TRY IT:
In your copy of the data below, reproduce every entry exactly and omit the pictures.

** RECORDS FOR THE TASK follows **

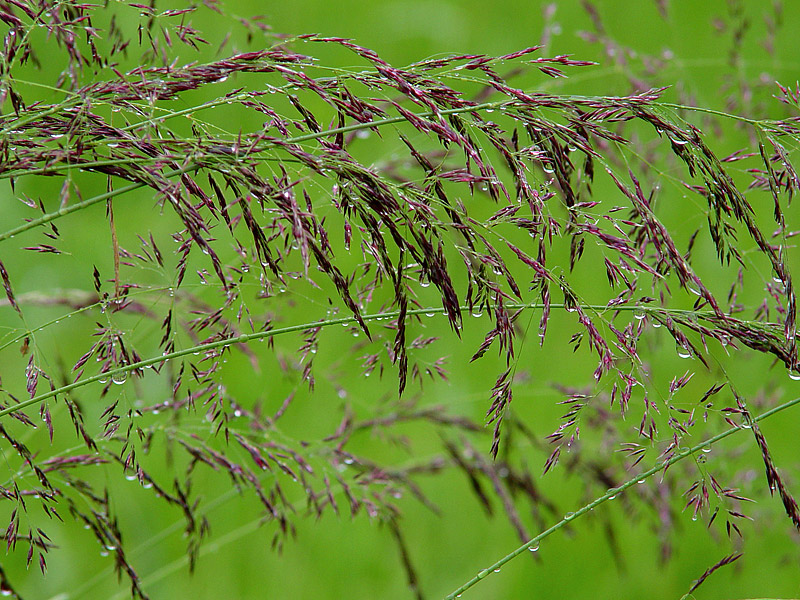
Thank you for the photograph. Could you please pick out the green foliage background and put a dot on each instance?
(340, 557)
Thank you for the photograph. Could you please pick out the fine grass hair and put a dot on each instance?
(240, 233)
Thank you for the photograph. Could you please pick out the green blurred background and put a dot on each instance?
(357, 558)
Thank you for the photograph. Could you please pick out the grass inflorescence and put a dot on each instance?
(258, 196)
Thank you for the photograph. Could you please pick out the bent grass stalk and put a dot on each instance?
(260, 335)
(610, 495)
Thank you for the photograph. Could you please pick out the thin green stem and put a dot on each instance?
(85, 203)
(611, 494)
(260, 335)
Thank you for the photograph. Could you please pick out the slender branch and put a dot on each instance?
(259, 335)
(533, 543)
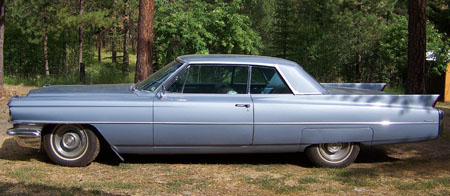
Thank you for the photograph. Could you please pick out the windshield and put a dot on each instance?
(152, 82)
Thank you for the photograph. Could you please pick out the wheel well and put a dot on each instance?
(311, 145)
(103, 143)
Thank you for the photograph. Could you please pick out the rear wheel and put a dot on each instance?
(333, 155)
(71, 145)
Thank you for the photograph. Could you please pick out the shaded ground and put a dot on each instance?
(406, 169)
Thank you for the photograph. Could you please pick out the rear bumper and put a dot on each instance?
(27, 135)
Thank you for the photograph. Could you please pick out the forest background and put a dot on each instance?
(334, 41)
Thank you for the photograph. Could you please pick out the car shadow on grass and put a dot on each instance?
(10, 150)
(367, 155)
(21, 188)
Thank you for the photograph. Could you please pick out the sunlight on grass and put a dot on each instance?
(278, 185)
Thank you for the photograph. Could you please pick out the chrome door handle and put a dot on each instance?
(242, 105)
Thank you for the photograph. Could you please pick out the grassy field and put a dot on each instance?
(406, 169)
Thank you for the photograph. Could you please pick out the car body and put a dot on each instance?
(221, 104)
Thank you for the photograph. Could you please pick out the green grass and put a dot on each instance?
(27, 174)
(308, 180)
(189, 183)
(394, 89)
(355, 176)
(109, 185)
(423, 184)
(278, 185)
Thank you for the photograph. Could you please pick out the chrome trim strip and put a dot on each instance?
(227, 123)
(25, 132)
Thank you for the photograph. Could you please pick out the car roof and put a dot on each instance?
(235, 59)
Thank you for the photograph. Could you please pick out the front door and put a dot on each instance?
(208, 105)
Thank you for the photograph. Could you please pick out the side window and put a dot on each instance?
(267, 81)
(178, 84)
(212, 80)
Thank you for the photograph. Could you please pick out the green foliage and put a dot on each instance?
(198, 27)
(393, 51)
(335, 41)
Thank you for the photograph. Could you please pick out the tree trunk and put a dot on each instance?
(416, 47)
(358, 67)
(47, 72)
(99, 48)
(64, 58)
(113, 48)
(144, 65)
(126, 39)
(2, 34)
(80, 39)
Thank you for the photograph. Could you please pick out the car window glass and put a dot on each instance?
(178, 84)
(215, 79)
(267, 81)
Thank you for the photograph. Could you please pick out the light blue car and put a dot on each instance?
(221, 104)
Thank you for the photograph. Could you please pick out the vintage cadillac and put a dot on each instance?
(221, 104)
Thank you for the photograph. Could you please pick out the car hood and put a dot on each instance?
(82, 90)
(351, 91)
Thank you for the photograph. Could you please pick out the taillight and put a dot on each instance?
(435, 102)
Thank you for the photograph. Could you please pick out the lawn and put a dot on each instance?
(404, 169)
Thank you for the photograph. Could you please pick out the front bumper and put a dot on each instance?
(27, 135)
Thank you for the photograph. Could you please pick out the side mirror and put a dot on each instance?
(161, 93)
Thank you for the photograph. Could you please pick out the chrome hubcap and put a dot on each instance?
(69, 142)
(335, 152)
(334, 148)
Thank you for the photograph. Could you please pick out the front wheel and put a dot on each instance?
(333, 155)
(71, 145)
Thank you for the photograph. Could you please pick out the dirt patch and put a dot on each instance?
(405, 169)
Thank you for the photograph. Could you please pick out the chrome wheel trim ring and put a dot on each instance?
(335, 152)
(69, 142)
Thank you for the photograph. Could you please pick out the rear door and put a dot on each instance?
(208, 105)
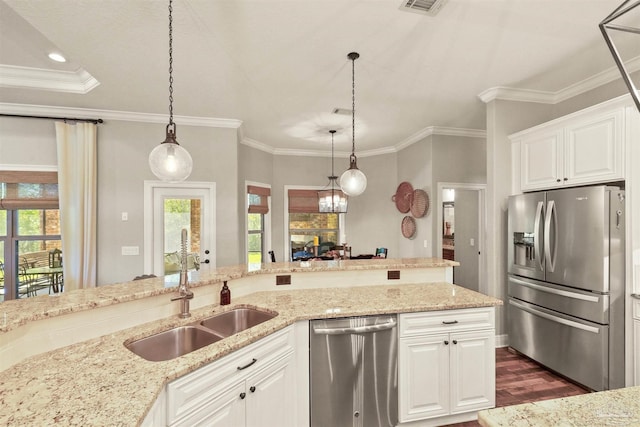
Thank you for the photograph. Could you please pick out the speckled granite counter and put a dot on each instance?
(607, 408)
(100, 383)
(19, 312)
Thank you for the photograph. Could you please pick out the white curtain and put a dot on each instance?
(77, 183)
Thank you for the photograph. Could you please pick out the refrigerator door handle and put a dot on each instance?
(553, 318)
(537, 249)
(573, 295)
(548, 255)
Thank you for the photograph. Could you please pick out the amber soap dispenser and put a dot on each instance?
(225, 294)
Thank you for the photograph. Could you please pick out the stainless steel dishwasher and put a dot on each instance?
(354, 372)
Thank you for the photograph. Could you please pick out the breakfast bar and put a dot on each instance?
(98, 381)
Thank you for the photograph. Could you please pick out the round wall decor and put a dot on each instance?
(403, 197)
(408, 227)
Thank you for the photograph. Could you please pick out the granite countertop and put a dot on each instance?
(100, 383)
(619, 407)
(16, 313)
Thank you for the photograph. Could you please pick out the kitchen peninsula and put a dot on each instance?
(97, 381)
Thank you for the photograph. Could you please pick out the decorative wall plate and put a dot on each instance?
(408, 227)
(403, 197)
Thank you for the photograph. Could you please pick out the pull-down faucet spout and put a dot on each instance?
(184, 294)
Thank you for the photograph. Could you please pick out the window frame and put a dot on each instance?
(266, 222)
(342, 219)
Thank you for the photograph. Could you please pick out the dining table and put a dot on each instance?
(56, 282)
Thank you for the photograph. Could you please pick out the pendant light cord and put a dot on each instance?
(170, 64)
(353, 105)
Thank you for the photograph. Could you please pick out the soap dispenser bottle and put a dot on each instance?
(225, 294)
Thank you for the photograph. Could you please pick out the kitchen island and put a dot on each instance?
(620, 407)
(99, 382)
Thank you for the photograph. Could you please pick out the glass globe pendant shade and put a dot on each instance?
(169, 161)
(353, 181)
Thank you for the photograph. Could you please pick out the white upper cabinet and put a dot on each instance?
(583, 148)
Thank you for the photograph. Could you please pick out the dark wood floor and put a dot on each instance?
(521, 380)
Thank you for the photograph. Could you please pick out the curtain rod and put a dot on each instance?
(94, 121)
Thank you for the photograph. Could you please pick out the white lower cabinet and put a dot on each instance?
(254, 386)
(446, 365)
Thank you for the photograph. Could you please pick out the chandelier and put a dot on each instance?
(332, 200)
(169, 161)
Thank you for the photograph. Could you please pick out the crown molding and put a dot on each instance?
(438, 130)
(544, 97)
(79, 81)
(29, 168)
(129, 116)
(256, 144)
(513, 94)
(418, 136)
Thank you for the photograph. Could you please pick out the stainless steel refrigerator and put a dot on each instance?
(566, 282)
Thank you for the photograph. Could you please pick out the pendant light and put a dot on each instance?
(353, 181)
(332, 200)
(169, 161)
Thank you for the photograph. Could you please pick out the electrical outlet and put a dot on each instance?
(130, 250)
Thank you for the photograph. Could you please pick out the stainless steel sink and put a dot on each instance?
(170, 344)
(237, 320)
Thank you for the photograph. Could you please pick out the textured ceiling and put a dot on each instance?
(281, 67)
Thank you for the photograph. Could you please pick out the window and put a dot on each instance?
(30, 244)
(257, 218)
(308, 227)
(256, 238)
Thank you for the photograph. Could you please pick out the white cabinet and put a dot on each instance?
(583, 148)
(247, 388)
(446, 364)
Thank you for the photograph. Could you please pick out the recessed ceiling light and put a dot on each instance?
(57, 57)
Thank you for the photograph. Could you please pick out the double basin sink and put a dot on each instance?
(181, 340)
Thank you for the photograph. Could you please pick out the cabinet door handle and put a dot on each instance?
(254, 360)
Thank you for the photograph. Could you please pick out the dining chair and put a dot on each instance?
(55, 258)
(381, 252)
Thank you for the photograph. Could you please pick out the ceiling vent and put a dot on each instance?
(343, 111)
(425, 7)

** End of RECORDS FOR THE TASK **

THE COMPLETED TASK:
Thank you for the photograph. Could you please pick out the green foliage background and put a dot on each instance?
(340, 557)
Thank you for the photograph. Could you please pick out the fine grass hair and put a dot on each instance?
(240, 233)
Thank you for the photograph. Could you please pick out the green blurred background and put a dot on each instance?
(357, 558)
Thank you for the photograph. Could you please pick out the grass inflorescence and put a dot on each instance?
(258, 196)
Thank you for the photograph. Could you please pick out the bent grass stalk and put a dot on each instance?
(260, 335)
(610, 495)
Thank you for the photograph. Could you please pick out the thin green stem and put a dot on each instance?
(85, 203)
(611, 494)
(260, 335)
Thank you for the photograph. Could you please pick out the slender branch and put a dot on each instance?
(259, 335)
(533, 543)
Thank you for the photograph. Could you please pick out the windshield and put a dot on each instance?
(152, 82)
Thank you for the photograph. Could you please pick out the wheel well and put a dot on each instance?
(311, 145)
(103, 143)
Thank you for the photograph. Could you please pick out the rear wheel and put a dot on each instance?
(333, 155)
(71, 145)
Thank you for the photograph. Could you please pick out the shaded ground and put a dot on each instance?
(406, 169)
Thank you for the photograph. Could you please pick out the rear bumper and put a dot on each instance?
(27, 135)
Thank you for the photograph. Could you please pick out the forest background and put a dot on each instance?
(334, 41)
Thank you for the photograph. Could you please pick out the car shadow on grass and put a dot on each instance?
(10, 150)
(367, 155)
(21, 188)
Thank you for the photograph. Could you please pick out the sunlight on grass and put a dot on each instance?
(278, 185)
Thank you for the photograph. Could you please pick out the chrome door handle and put a dot on each instance?
(242, 105)
Thank you for the photograph. Could you please pick out the grassy field and put a dot on each instance?
(406, 169)
Thank you for the photograph. Could you please pick out the car body and put a dot on each instance?
(221, 104)
Thank you for the photograph. Could you please pick out the green grass and put a dot on each instance?
(27, 174)
(308, 180)
(189, 183)
(394, 89)
(355, 176)
(109, 185)
(423, 184)
(278, 185)
Thank you for the photograph. Could you please pick out the chrome trim strip and put a dot on each instance?
(227, 123)
(25, 132)
Thank you for the photograph. Could you please pick out the car roof and put a dot on each instance?
(235, 59)
Thank you for the photograph. Could you please pick out the front door and put a dot on each instance?
(208, 105)
Thank you for the photograph. Could you please pick out the side window and put a dot on each instance?
(267, 81)
(178, 84)
(212, 80)
Thank you for the photograph. Could you please pick out the green foliage and put a dot on each instance?
(198, 27)
(393, 51)
(335, 41)
Thank you for the photograph. Could you please pick out the tree trunk and put a dot on each instance?
(416, 47)
(358, 67)
(47, 72)
(99, 48)
(64, 58)
(113, 48)
(144, 65)
(126, 39)
(2, 34)
(80, 39)
Thank you for the photograph. Could you please pick out the car window glass and put a dot on each instance?
(178, 84)
(215, 79)
(267, 81)
Thank you for the photograph. Could you please pick out the light blue car and put a dot on each instance?
(221, 104)
Thank you for the photograph. Could you please pick out the vintage cadillac and put a dot on each instance?
(221, 104)
Thank you for the photograph. Could you please pick out the car hood and put a dot on each instance?
(82, 90)
(351, 91)
Thank you for the photograph. Could you please pick out the taillight and put a dot on each instance?
(435, 102)
Thank you for the photograph. Could you please pick out the lawn and put a dot on each instance?
(404, 169)
Thank you for the photograph. Could you please pick out the front bumper and put a dot on each instance?
(27, 135)
Thank you for the photograph. Could you please pick out the side mirror and put a dot on each instance?
(161, 93)
Thank you for the photograph. Could you please pick out the chrome hubcap and put a dot on each instance?
(69, 142)
(335, 152)
(334, 148)
Thank you for the photograph. Could you please pick out the front wheel and put a dot on each instance?
(333, 155)
(71, 145)
Thank you for the photograph. Could you please pick out the dirt patch and put a dot on each instance?
(405, 169)
Thank you for the photograph. Could you please pick out the chrome wheel trim ring and put a dot on each instance?
(335, 152)
(69, 142)
Thank you for the photograph. Could you please pick out the rear door and put a dot on each instance?
(208, 105)
Thank you for the photograph. Could you please pick out the speckled granite counter and put a dot on each instance?
(607, 408)
(100, 383)
(19, 312)
Thank you for the photograph. Could you please pick out the white curtain and put a dot on each instance?
(77, 183)
Thank you for the photograph. Could you please pick out the refrigerator door handle and put a dot on each instance?
(553, 318)
(537, 249)
(573, 295)
(548, 255)
Thank you for the photograph. Could you please pick out the amber soap dispenser and put a dot on each instance?
(225, 294)
Thank you for the photograph. Could you please pick out the stainless steel dishwasher and put a dot on each instance?
(354, 372)
Thank you for the photograph. Could you please pick out the breakfast bar and put a dot on each instance?
(98, 381)
Thank you for the photograph. Could you please pick out the round wall decor and put a dot on each instance?
(403, 197)
(408, 227)
Thank you for the photograph. Could you please pick out the granite countertop and put a dot on each instance?
(100, 383)
(619, 407)
(16, 313)
Thank you for the photograph. Could you please pick out the kitchen peninsula and put a dot on each instance?
(97, 381)
Thank you for the photograph. Could you please pick out the decorative wall plate and put a dot on each instance?
(408, 227)
(403, 197)
Thank you for the photograph. Could you please pick out the pull-down faucet spout and put a dot on each instance?
(184, 294)
Thank you for the photograph. Could you please pick out the window frame and put a dot on each instance?
(266, 222)
(342, 219)
Thank you for the photograph. Could you please pick out the dining table and put a dot on each instance?
(56, 282)
Thank you for the photograph. Could you please pick out the pendant light cord and put a dot on each instance?
(170, 64)
(353, 105)
Thank you for the photograph. Could you please pick out the soap dispenser bottle and put a dot on each instance?
(225, 294)
Thank you for the photograph. Could you please pick out the kitchen island and put a dot on each instance?
(620, 407)
(99, 382)
Thank you for the photograph. Could you please pick out the glass globe pendant shade and put a dot on each instance?
(169, 161)
(353, 181)
Thank you for the photograph. Could you please pick out the white upper cabinet and put a dot on each instance?
(583, 148)
Thank you for the photograph. Could you please pick out the dark wood floor and put a dot on each instance?
(521, 380)
Thank you for the photograph. Could you please pick out the curtain rod and put a dot on each instance?
(94, 121)
Thank you for the photograph. Could you please pick out the white lower cabinet and put a dot on each instance?
(254, 386)
(446, 365)
Thank you for the photograph. Could you please pick out the chandelier and put a dot on each instance?
(332, 200)
(169, 161)
Thank you for the photograph. Could you please pick out the crown molding and put a dot on each instance?
(438, 130)
(544, 97)
(79, 81)
(29, 168)
(129, 116)
(256, 144)
(513, 94)
(418, 136)
Thank you for the photograph. Could you please pick out the stainless steel refrigerator and put a dot on each instance?
(566, 282)
Thank you for the photograph. Could you please pick out the pendant light and put a dot on each instance?
(353, 181)
(332, 200)
(169, 161)
Thank you for the photograph. Could you please pick out the electrical outlet and put a dot on each instance?
(130, 250)
Thank you for the photograph. Could you please pick out the stainless steel sink and put a dot on each instance?
(170, 344)
(237, 320)
Thank you for the photograph. Could you please pick out the textured ceiling and put a dot on each instance?
(281, 67)
Thank you for the photograph. Could you please pick out the window and put a dot on each instance?
(30, 244)
(257, 218)
(308, 227)
(256, 238)
Thank you for the photograph. Could you please pick out the white cabinet and put a dot on each instance?
(583, 148)
(247, 388)
(446, 364)
Thank you for the photograph. Could you please pick out the recessed ceiling light and put a dot on each instance?
(57, 57)
Thank you for the photograph. Could you please pick out the double basin sink and put a dot on each instance?
(181, 340)
Thank you for the photograph. Could you please pick out the cabinet door handle and put a dot on each instance?
(254, 360)
Thank you for the photograph. Could you please pick out the dining chair and put a dot on each instance?
(55, 258)
(381, 252)
Thank you for the photograph. Could you please pick out the ceiling vent and put a dot on each instance?
(343, 111)
(425, 7)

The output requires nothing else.